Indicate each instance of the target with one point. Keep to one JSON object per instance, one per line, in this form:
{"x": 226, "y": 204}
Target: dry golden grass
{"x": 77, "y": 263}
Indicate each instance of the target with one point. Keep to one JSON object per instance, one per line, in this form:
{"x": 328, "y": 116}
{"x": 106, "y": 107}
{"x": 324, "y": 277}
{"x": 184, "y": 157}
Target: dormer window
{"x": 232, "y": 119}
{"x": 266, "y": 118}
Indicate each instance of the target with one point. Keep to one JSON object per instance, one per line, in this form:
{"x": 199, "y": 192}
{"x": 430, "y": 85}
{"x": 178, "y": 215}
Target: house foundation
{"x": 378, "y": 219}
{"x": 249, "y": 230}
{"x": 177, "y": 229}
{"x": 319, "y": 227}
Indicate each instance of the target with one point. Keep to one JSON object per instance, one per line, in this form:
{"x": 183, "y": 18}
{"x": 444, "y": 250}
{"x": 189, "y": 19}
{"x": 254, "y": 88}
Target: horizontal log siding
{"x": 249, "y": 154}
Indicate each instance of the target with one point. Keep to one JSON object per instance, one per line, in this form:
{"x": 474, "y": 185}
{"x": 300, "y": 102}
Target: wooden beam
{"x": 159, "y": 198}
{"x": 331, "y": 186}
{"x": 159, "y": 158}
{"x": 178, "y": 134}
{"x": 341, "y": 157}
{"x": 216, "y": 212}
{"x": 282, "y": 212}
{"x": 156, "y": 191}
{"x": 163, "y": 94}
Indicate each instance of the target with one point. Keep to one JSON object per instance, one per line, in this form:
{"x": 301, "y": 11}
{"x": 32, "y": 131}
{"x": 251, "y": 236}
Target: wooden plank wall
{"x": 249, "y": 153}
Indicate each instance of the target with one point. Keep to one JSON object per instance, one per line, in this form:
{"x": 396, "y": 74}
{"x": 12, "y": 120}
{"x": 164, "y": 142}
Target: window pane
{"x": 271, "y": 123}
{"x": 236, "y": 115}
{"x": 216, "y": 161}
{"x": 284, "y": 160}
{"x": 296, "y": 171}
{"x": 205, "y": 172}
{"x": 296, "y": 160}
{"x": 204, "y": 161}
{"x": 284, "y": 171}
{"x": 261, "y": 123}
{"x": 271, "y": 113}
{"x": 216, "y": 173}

========================================

#### Exercise requirements
Extract all of the data shown above and repeat it verbatim.

#### Output
Indicate each instance of the target with one point. Keep to one JSON object per instance, one per line, in this form:
{"x": 226, "y": 204}
Target: dry golden grass
{"x": 77, "y": 263}
Indicate each instance of the target with one point. Keep to one JSON object per instance, one per line, in this form:
{"x": 328, "y": 116}
{"x": 106, "y": 107}
{"x": 324, "y": 277}
{"x": 184, "y": 157}
Target: dormer window
{"x": 232, "y": 119}
{"x": 266, "y": 118}
Indicate each instance of the target with one point. Keep to one JSON object per instance, one per line, in this form:
{"x": 199, "y": 192}
{"x": 430, "y": 85}
{"x": 178, "y": 215}
Target: house foundation
{"x": 378, "y": 219}
{"x": 249, "y": 230}
{"x": 177, "y": 229}
{"x": 319, "y": 227}
Indicate each instance of the target with one point. Keep to one JSON object per instance, one per line, in this form:
{"x": 183, "y": 18}
{"x": 444, "y": 250}
{"x": 189, "y": 19}
{"x": 254, "y": 88}
Target: horizontal log siding
{"x": 249, "y": 154}
Indicate each instance of the target with one point. Keep to one JSON object per instance, one per line, in this form:
{"x": 474, "y": 185}
{"x": 300, "y": 102}
Target: wooden beam
{"x": 159, "y": 198}
{"x": 331, "y": 186}
{"x": 159, "y": 158}
{"x": 178, "y": 134}
{"x": 341, "y": 157}
{"x": 216, "y": 212}
{"x": 282, "y": 212}
{"x": 156, "y": 191}
{"x": 163, "y": 94}
Indicate each instance of the target with one point. Keep to one JSON object per instance, one per line, in this form:
{"x": 301, "y": 11}
{"x": 32, "y": 131}
{"x": 251, "y": 236}
Target: wooden plank wall
{"x": 249, "y": 153}
Indicate each instance of the target with one point. Keep to one JSON object per instance, one per line, in this form:
{"x": 396, "y": 74}
{"x": 12, "y": 120}
{"x": 164, "y": 142}
Target: window pane
{"x": 271, "y": 123}
{"x": 236, "y": 115}
{"x": 216, "y": 161}
{"x": 284, "y": 160}
{"x": 296, "y": 171}
{"x": 205, "y": 172}
{"x": 296, "y": 160}
{"x": 204, "y": 161}
{"x": 284, "y": 171}
{"x": 261, "y": 123}
{"x": 271, "y": 113}
{"x": 216, "y": 173}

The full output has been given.